Saved entries:
*** Block opens ***

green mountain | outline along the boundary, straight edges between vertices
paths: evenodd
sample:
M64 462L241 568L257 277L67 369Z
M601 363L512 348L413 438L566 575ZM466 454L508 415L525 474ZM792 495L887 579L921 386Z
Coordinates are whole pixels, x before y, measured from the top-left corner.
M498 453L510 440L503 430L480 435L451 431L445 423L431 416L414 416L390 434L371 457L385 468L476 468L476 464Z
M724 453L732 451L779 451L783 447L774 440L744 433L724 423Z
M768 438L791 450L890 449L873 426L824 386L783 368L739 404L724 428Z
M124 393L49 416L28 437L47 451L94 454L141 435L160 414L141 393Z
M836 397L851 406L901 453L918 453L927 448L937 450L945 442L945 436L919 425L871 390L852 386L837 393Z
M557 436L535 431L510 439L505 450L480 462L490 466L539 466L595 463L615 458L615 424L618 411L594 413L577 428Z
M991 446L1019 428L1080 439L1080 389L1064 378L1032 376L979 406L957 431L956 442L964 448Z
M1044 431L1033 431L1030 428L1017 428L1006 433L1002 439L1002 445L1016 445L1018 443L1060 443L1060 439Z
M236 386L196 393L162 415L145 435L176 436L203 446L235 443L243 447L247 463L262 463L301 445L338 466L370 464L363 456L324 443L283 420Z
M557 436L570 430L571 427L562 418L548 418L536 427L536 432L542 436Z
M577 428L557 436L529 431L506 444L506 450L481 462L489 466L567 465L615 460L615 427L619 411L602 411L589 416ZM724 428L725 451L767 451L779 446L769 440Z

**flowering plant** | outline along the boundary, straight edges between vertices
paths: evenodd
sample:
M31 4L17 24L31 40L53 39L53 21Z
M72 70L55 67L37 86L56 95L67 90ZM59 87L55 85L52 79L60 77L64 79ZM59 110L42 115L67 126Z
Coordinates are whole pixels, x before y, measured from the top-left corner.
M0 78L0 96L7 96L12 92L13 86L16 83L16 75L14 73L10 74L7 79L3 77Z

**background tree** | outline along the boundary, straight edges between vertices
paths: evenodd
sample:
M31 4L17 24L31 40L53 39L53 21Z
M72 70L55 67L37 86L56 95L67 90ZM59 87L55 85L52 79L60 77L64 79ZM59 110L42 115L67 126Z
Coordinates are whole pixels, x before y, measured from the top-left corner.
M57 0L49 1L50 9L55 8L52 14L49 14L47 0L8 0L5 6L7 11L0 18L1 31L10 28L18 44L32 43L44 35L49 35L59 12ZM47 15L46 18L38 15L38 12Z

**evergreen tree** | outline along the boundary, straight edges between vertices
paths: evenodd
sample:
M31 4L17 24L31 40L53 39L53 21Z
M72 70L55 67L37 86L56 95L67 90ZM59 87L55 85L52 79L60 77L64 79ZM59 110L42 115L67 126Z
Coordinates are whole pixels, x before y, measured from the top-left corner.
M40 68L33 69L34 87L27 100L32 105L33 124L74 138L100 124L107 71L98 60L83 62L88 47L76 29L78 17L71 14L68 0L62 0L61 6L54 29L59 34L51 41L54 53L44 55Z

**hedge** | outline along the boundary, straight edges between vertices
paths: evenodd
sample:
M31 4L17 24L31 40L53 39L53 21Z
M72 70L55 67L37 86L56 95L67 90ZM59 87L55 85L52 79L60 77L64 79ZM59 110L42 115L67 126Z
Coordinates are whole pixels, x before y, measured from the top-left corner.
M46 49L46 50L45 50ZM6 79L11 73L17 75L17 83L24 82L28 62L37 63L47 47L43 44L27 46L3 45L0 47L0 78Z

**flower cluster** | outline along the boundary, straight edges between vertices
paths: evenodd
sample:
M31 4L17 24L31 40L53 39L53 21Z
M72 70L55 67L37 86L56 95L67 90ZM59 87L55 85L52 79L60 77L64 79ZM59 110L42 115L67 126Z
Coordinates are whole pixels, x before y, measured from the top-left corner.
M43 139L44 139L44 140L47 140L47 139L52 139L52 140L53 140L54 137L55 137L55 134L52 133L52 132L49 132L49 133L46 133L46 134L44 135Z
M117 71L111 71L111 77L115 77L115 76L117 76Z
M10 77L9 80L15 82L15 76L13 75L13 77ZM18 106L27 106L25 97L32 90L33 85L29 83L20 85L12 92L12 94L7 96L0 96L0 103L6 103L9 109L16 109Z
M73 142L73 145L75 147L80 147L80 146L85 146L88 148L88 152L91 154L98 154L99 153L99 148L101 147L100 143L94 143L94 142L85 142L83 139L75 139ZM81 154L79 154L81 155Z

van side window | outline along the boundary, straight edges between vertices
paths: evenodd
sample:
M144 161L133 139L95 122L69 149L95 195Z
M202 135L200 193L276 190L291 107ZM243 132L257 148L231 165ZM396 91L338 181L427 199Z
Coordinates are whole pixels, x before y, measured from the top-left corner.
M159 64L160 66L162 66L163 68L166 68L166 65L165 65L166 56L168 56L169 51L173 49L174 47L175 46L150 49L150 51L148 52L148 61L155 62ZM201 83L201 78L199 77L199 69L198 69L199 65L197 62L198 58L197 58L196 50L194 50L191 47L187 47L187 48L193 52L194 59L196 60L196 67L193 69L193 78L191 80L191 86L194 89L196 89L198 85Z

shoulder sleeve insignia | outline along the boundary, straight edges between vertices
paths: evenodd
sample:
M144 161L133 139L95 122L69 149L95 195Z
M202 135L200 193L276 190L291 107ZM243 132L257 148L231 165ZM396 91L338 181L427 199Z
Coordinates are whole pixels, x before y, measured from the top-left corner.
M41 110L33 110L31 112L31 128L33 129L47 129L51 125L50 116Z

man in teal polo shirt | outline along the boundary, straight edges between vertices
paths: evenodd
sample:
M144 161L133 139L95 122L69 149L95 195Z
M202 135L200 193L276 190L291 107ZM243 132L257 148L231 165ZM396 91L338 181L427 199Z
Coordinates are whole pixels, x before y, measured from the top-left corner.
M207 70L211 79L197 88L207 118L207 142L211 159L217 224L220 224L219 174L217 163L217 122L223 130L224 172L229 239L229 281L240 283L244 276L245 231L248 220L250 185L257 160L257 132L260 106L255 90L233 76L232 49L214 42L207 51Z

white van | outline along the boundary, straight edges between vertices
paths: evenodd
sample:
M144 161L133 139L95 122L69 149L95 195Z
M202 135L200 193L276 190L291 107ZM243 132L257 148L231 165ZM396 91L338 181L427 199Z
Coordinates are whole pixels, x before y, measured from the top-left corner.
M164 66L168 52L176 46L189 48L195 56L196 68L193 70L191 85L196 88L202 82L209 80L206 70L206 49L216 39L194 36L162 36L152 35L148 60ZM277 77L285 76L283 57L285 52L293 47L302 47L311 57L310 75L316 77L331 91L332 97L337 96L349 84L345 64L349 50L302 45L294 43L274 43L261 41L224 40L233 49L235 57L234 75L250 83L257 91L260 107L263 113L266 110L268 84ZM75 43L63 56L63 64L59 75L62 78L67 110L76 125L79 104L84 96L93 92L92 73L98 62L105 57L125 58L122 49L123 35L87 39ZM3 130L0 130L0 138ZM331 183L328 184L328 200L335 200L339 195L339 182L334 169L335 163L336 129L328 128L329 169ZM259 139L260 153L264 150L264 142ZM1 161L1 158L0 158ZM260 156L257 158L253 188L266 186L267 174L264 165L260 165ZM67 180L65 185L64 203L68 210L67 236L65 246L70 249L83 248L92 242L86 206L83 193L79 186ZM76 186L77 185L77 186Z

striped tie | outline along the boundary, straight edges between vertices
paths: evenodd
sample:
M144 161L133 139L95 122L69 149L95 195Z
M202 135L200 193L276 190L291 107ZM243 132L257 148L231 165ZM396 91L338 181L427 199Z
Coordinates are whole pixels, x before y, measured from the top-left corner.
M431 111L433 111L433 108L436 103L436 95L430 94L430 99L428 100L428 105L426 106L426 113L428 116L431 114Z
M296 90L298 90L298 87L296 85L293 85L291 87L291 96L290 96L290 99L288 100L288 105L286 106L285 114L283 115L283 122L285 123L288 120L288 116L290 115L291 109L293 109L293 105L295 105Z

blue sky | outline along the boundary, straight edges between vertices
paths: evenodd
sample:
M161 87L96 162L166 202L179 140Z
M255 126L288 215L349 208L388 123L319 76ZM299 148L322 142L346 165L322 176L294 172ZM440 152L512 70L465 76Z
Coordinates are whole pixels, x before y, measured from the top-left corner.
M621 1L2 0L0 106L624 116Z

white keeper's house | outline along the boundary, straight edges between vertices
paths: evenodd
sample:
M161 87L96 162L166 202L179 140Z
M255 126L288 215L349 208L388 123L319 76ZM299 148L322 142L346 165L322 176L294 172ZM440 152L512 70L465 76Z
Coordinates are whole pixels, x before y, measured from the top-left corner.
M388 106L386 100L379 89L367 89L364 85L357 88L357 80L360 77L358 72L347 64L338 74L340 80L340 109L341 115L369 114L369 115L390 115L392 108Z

*** Block closes ***

Exercise goal:
Starting at the first line of the data above, please restate word for word every line up to and including the one that holds "M601 363L512 348L413", and add nothing else.

Your response:
green mountain | outline along the boundary, straight edges between vertices
paths: evenodd
sample:
M64 462L241 568L257 277L67 369Z
M601 363L512 348L413 438L566 575ZM466 454L508 415L525 474ZM792 495L887 579L921 386Z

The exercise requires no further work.